- [Collection entries]
--------

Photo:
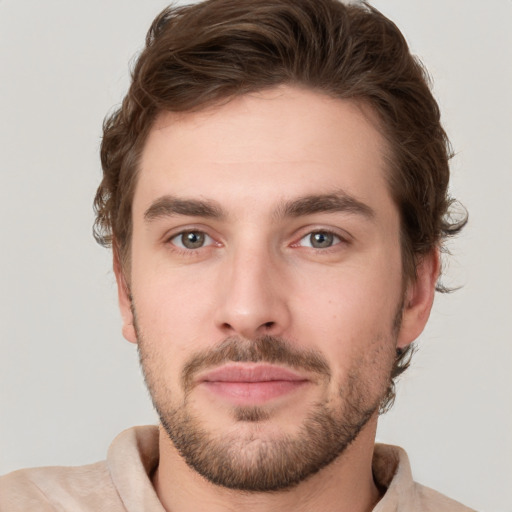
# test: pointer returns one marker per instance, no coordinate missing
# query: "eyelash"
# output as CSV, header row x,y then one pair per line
x,y
210,241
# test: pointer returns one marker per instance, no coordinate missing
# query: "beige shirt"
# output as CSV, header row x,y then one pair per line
x,y
122,483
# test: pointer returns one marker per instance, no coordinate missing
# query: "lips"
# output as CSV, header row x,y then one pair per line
x,y
251,384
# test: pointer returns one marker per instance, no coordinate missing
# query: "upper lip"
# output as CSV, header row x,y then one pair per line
x,y
250,372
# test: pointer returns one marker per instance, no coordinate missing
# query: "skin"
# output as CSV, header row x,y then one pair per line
x,y
258,274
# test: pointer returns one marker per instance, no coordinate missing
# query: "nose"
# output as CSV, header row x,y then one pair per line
x,y
253,296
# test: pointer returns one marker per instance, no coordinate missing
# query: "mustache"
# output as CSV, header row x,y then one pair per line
x,y
268,349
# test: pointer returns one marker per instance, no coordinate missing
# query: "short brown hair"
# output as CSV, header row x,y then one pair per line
x,y
207,53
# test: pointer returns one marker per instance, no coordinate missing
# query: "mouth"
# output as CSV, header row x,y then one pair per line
x,y
249,384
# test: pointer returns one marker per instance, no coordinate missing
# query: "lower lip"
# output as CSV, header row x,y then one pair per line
x,y
253,393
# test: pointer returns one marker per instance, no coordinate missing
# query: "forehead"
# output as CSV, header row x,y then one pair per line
x,y
269,145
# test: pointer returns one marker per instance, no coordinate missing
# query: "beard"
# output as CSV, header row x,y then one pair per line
x,y
249,459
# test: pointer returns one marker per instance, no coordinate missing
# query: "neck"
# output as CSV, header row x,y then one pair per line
x,y
345,485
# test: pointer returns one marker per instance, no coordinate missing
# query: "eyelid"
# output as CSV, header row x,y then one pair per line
x,y
343,236
210,238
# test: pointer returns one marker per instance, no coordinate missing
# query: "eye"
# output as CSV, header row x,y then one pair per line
x,y
319,240
191,240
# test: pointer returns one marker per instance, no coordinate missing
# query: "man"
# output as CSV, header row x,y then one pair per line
x,y
275,194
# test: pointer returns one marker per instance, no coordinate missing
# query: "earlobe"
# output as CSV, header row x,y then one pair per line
x,y
125,302
419,297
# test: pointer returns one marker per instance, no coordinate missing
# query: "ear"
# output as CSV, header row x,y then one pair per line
x,y
124,297
418,299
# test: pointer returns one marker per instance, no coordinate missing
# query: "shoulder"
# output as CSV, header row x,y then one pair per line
x,y
429,500
59,488
392,474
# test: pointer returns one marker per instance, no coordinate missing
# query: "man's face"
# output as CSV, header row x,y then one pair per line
x,y
266,283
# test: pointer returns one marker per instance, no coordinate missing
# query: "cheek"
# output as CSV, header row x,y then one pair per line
x,y
348,311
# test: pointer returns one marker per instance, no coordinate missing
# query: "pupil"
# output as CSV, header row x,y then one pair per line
x,y
193,240
321,240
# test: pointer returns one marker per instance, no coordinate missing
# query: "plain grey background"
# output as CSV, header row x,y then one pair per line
x,y
69,382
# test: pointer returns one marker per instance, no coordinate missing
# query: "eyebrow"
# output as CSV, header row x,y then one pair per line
x,y
169,206
339,201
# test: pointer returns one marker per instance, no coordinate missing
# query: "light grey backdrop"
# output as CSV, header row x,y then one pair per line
x,y
69,382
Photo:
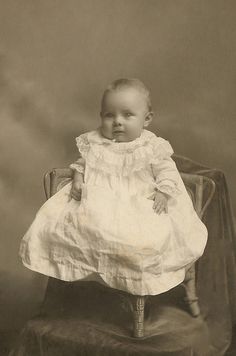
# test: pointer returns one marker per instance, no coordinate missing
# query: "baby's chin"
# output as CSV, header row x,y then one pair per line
x,y
118,137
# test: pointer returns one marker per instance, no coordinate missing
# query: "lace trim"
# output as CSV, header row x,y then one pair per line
x,y
172,191
125,157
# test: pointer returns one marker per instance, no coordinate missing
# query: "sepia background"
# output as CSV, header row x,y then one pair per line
x,y
57,56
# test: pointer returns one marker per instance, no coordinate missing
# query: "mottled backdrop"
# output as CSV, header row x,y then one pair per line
x,y
55,59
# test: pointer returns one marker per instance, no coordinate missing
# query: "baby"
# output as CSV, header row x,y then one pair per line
x,y
126,110
126,219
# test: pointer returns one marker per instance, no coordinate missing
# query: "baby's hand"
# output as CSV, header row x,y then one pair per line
x,y
76,190
160,202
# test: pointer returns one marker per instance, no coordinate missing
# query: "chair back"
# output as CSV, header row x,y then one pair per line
x,y
200,188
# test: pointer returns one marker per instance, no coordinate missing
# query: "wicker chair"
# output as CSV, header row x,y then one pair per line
x,y
201,190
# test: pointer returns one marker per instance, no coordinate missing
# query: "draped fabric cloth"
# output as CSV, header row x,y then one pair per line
x,y
113,232
89,319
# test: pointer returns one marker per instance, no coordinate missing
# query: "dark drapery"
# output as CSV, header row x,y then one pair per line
x,y
85,318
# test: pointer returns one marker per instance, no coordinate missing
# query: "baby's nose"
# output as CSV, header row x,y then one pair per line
x,y
117,120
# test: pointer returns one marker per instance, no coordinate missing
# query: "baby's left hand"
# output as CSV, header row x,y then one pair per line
x,y
160,202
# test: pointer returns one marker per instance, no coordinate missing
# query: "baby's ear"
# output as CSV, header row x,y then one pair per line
x,y
148,119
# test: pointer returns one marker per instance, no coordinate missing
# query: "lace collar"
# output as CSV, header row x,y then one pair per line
x,y
122,158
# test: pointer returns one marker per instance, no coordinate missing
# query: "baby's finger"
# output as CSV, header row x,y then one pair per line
x,y
152,196
159,208
76,195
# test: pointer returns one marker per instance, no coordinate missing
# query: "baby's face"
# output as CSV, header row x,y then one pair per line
x,y
124,114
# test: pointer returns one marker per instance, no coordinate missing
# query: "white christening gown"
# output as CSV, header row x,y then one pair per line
x,y
113,235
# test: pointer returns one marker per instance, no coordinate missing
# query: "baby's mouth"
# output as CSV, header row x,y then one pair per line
x,y
117,131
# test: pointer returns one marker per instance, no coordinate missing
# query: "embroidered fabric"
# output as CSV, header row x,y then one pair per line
x,y
122,158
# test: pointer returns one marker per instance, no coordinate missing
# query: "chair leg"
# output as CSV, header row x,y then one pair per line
x,y
190,289
138,314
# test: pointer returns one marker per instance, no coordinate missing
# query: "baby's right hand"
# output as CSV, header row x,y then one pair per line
x,y
76,190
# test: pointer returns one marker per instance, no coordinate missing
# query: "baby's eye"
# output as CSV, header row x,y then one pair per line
x,y
128,114
109,115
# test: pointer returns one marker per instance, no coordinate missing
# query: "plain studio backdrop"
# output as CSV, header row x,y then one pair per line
x,y
57,56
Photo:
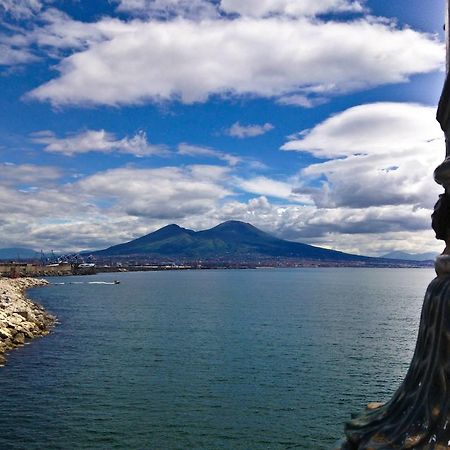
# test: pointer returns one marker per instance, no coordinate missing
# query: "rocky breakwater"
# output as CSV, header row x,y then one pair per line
x,y
20,318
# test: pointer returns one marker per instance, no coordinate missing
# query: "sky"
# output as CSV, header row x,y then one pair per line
x,y
314,120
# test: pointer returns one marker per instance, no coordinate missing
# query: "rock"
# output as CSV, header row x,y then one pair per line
x,y
20,318
25,314
5,333
19,339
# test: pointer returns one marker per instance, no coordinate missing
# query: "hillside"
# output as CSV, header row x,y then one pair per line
x,y
232,240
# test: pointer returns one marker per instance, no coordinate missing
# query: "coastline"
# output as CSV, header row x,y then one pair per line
x,y
21,320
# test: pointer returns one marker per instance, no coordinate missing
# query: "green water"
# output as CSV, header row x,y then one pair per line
x,y
249,359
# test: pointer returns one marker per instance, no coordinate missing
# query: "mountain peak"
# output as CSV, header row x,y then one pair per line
x,y
236,225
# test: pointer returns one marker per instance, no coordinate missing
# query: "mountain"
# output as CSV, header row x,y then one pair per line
x,y
17,252
230,241
411,256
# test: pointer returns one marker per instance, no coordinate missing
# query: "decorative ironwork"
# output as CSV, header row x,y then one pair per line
x,y
418,414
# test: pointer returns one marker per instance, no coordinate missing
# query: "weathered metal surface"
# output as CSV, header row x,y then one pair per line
x,y
418,415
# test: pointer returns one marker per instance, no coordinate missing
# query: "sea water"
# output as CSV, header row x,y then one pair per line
x,y
213,359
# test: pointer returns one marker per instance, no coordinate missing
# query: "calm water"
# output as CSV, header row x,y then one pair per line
x,y
250,359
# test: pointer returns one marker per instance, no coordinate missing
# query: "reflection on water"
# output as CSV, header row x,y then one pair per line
x,y
249,359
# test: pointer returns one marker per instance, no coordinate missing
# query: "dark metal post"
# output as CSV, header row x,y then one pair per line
x,y
418,414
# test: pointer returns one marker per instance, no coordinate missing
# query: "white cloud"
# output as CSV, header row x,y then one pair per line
x,y
137,61
294,8
370,128
245,131
10,56
273,188
97,141
195,150
164,193
26,174
192,9
382,154
200,9
20,8
301,100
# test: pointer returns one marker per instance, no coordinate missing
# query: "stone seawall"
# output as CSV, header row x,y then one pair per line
x,y
20,318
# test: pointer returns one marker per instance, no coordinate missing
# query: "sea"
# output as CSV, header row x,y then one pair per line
x,y
210,359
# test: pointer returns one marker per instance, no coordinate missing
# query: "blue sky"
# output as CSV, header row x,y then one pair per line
x,y
311,119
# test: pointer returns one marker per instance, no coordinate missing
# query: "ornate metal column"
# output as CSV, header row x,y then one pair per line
x,y
418,414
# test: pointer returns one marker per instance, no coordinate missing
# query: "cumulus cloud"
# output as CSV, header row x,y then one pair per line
x,y
273,188
20,8
200,9
380,154
27,174
195,150
192,9
245,131
369,128
294,8
97,141
138,61
10,56
164,193
301,100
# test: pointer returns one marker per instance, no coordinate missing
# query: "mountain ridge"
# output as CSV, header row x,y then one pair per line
x,y
230,240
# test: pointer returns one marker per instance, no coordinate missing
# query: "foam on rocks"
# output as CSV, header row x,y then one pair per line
x,y
20,319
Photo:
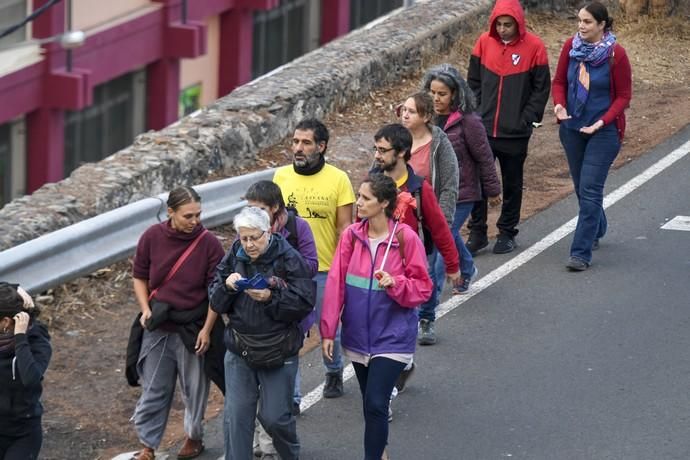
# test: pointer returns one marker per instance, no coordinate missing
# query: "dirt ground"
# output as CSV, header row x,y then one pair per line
x,y
88,403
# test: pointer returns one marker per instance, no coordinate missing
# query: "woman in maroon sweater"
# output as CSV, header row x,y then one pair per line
x,y
591,90
171,307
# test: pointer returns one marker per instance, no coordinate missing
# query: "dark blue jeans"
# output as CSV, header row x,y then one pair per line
x,y
462,212
23,447
376,382
589,159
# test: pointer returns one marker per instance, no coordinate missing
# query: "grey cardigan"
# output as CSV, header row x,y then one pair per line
x,y
445,172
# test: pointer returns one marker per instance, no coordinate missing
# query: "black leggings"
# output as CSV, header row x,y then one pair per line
x,y
24,447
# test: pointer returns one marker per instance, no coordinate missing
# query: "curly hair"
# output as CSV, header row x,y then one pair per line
x,y
384,189
463,97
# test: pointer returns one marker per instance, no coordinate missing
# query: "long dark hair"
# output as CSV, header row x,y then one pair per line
x,y
268,193
383,188
463,97
600,14
181,196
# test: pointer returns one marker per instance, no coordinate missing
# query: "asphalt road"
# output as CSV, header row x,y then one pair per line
x,y
543,363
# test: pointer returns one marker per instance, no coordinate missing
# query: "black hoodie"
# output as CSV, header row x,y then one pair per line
x,y
21,377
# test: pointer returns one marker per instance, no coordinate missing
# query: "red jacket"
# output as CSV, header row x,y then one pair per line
x,y
511,81
621,84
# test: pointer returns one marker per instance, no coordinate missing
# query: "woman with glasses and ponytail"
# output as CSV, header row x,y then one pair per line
x,y
24,356
591,90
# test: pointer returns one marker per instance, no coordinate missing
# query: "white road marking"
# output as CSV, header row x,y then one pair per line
x,y
681,223
528,254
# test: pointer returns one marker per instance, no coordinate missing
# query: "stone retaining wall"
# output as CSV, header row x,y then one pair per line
x,y
255,116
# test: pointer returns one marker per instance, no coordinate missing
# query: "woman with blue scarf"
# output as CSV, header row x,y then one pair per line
x,y
591,89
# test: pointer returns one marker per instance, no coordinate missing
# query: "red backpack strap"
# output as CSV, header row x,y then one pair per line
x,y
179,262
401,246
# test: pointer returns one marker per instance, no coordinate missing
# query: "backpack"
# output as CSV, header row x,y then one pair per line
x,y
423,233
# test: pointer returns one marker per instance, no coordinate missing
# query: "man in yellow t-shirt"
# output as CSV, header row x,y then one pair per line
x,y
323,196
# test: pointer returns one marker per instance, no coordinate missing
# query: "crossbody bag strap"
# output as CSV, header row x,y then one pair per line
x,y
179,262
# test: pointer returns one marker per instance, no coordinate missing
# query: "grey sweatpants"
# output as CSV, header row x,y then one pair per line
x,y
163,359
272,389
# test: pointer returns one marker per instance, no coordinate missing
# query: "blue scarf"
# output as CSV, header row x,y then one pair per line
x,y
588,54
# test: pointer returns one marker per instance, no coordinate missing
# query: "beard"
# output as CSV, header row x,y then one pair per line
x,y
308,160
387,166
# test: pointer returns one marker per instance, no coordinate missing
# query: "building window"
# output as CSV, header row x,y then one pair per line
x,y
117,115
190,100
363,11
12,160
281,35
11,13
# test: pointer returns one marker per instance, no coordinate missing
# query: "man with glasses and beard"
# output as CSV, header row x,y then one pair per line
x,y
323,196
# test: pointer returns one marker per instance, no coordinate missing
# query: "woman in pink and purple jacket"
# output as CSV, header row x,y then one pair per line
x,y
374,295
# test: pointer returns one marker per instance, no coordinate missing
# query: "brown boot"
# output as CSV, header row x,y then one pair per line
x,y
190,449
145,454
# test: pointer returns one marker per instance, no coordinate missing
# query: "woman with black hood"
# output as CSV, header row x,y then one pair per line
x,y
24,355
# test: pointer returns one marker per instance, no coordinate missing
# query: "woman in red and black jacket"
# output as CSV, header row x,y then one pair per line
x,y
591,90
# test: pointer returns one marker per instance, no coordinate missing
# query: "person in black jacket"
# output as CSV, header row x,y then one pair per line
x,y
263,337
24,355
509,74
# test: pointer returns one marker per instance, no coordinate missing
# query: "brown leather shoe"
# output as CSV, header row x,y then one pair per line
x,y
190,449
145,454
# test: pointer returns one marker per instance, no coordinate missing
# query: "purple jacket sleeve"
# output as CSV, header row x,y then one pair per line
x,y
307,245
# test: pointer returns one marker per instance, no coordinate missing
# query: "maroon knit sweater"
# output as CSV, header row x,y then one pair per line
x,y
157,251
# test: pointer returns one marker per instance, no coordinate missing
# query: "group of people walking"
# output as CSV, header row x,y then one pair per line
x,y
382,255
383,265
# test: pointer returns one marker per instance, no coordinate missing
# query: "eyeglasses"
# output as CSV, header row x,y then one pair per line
x,y
381,150
252,239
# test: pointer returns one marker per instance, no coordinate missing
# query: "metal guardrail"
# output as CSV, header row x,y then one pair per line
x,y
86,246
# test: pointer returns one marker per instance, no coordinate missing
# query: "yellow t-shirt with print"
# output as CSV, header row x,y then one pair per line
x,y
316,199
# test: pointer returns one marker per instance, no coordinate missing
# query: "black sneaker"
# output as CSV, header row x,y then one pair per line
x,y
504,244
333,388
403,377
476,243
576,264
426,335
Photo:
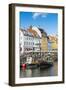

--------

- [Problem details] Extract every line of the data above that contains the word "black".

- [Problem solution]
# query: "black leggings"
# query: "black hoodie"
# query: "woman with black hood"
# query: "woman in red and black jacket"
# query: "person in black jacket"
# query: "black sneaker"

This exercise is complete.